WHAT IS REQUIRED. Please copy all the entries below, swapping every "tight box" for "close-fitting box" and changing nothing else. Omit the pictures from your copy.

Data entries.
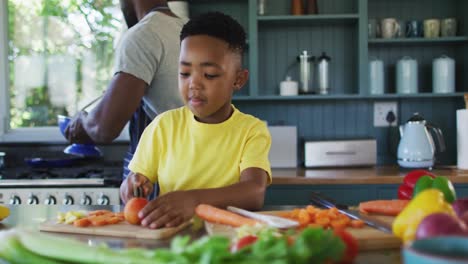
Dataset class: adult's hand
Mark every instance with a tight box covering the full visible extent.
[65,72,148,143]
[65,111,93,144]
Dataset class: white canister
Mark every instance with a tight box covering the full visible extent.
[280,76,299,96]
[167,0,189,19]
[369,58,385,94]
[432,55,455,93]
[396,56,418,94]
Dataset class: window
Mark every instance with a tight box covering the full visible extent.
[0,0,128,141]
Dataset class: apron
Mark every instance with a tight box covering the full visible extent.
[123,100,159,199]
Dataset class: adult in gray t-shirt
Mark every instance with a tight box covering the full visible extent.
[115,12,185,119]
[65,0,186,147]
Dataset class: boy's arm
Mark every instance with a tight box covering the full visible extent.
[188,168,268,210]
[138,168,269,228]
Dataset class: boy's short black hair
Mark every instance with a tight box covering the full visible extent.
[180,12,246,54]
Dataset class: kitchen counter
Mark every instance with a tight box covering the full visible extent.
[0,205,401,263]
[272,166,468,185]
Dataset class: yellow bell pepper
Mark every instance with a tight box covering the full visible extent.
[392,189,455,244]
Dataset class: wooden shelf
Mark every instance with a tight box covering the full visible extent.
[368,36,468,44]
[257,14,359,25]
[232,91,468,101]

ANSWER IN FULL.
Dataset class: adult's hand
Mark every instance with a close-fitting box covering the full visible extent.
[65,72,148,143]
[65,111,93,144]
Dataset class: white canister
Mark every instance with a close-fitting box covering the full visible extent.
[280,76,299,96]
[167,0,189,19]
[369,58,385,94]
[432,55,455,93]
[396,56,418,94]
Dataset class: window
Mark every instance with a close-fitting box covering the full visible extent.
[0,0,128,141]
Dataset class: apron
Mark every instance with a close-fitting box covering the full visible extent.
[123,100,159,199]
Dataset class: adult in gray t-shirt
Mark every instance with a close-fitting box covering the full visible extent.
[115,12,185,119]
[65,0,186,147]
Dataset class: boy's arm
Mark every instance with a close-fitting box covering the full visible extent.
[188,168,268,210]
[138,168,269,228]
Dataset class: boy's short black hair
Mark every instance with a close-fitting box covering the full visible extent.
[180,12,246,54]
Dataset class: kitchen counter
Mark every instance with a close-fitting box covering the full visible extent.
[0,205,401,263]
[272,166,468,185]
Dataset class: yellow bell pepper
Mark every instance with a close-fitting box covering the full visible extent.
[392,189,455,244]
Dataset class: wooden shelf
Mark every instance with a close-fitting box covering the full visible extent.
[368,36,468,44]
[257,14,359,25]
[232,91,468,101]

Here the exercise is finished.